Stated goal A:
Can you write out the records again, from the line containing "Point to the light" through the end of the records, including the requests, with 4 added to every coordinate in the answers?

::: Document text

Another illustration of this kind of error is the baseless conclusion critical readers of historical works draw when they hear about the position of judges and about the leadership in war and the command of armies that judges (formerly) exercised.

Their misguided thinking leads them to aspire to similar positions. They think that the office of judge at the present time is as important as it was formerly. When they hear that the father of Ibn Abi ‘Amir, who had complete control over Hisham, and that the father of Ibn ‘Abbad, one of the rulers of Sevilla, were judges, 168 they assume that they were like present-day judges.

They are not aware of the change in customs that has affected the office of judge, and which will be explained by us in the chapter on the office of judge in the first book. 169 Ibn Abi ‘Amir and Ibn ‘Abbad belonged to Arab tribes that supported the Umayyad dynasty in Spain and represented the group feeling of the Umayyads, and it is known howimportant their positions were. The leadership and royal authority they attained did not derive from the rank of the judgeship as such, in the present-day sense that (the office of judge constitutes an administrative rank). In the ancient administrative organization, the office of judge was given by the dynasty and its clients to men who shared in the group feeling (of the dynasty), as is done in our age with the wazirate in the Maghrib.

One has only to consider the fact that (in those days judges) accompanied the army on its summer campaigns and were entrusted with the most important affairs, such as are entrusted only to men who can command the group feeling needed for their execution.

::::::
::: Data lines

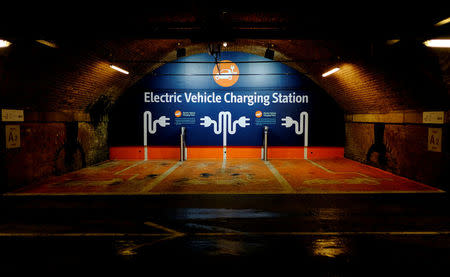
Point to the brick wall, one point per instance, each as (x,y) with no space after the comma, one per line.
(52,144)
(406,148)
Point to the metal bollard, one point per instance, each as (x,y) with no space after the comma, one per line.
(266,130)
(182,143)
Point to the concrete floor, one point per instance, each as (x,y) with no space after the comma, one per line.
(235,176)
(263,235)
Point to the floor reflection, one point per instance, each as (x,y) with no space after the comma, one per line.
(329,247)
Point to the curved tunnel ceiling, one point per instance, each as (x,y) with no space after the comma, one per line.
(375,77)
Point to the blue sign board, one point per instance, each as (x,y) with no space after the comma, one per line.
(220,104)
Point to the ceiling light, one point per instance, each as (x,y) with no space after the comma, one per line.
(47,43)
(331,72)
(119,69)
(442,22)
(439,43)
(4,43)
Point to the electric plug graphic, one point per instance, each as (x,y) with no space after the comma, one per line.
(243,121)
(163,121)
(288,122)
(206,121)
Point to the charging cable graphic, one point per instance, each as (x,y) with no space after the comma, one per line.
(300,128)
(151,126)
(225,126)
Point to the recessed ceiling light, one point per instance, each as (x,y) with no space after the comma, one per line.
(4,43)
(442,22)
(438,43)
(331,72)
(119,69)
(47,43)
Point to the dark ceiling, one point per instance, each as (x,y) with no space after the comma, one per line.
(225,20)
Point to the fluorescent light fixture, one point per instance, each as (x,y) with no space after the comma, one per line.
(4,43)
(331,72)
(47,43)
(442,22)
(439,43)
(119,69)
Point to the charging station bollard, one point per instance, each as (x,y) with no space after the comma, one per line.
(266,130)
(182,143)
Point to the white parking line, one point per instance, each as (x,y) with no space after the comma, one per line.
(161,177)
(287,187)
(131,166)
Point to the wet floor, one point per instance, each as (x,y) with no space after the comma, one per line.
(235,176)
(316,235)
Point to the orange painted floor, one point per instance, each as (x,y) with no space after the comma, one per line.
(235,176)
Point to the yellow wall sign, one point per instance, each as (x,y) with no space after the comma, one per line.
(12,136)
(435,139)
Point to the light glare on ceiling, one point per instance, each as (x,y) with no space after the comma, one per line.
(442,22)
(119,69)
(4,43)
(438,43)
(331,72)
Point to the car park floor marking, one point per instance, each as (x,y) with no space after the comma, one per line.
(168,230)
(286,186)
(333,172)
(165,236)
(131,166)
(161,177)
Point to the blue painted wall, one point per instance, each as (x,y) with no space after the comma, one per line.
(177,83)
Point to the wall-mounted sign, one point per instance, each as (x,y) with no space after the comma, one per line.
(435,139)
(433,117)
(9,115)
(12,137)
(223,104)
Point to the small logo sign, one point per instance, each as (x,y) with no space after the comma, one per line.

::::::

Stated goal B:
Which part of the passage on the office of judge opens with the words containing "Another illustration of" and closes with "judges (formerly) exercised."? Quote it word for word.

Full answer A:
Point to the light glare on ceiling, one point per instance, each as (x,y) with no space after the comma, one per line.
(446,26)
(123,73)
(8,47)
(442,47)
(335,76)
Point to the car park floor marking, one point per instance, each as (x,y) with no space after the comma, one per line.
(172,234)
(290,190)
(337,176)
(169,240)
(135,170)
(165,181)
Point to the blue painted wall, one point per instance, each as (x,y) with no space after the comma, one per line.
(181,87)
Point to the wall-mounted sign, one point per instance, each as (x,y) with no space after the comma, one per line.
(439,143)
(437,121)
(13,119)
(16,141)
(227,108)
Point to the small logo sign, one point per instance, each as (x,y) with no space after the comma, one per line.

Full answer B:
Another illustration of this kind of error is the baseless conclusion critical readers of historical works draw when they hear about the position of judges and about the leadership in war and the command of armies that judges (formerly) exercised.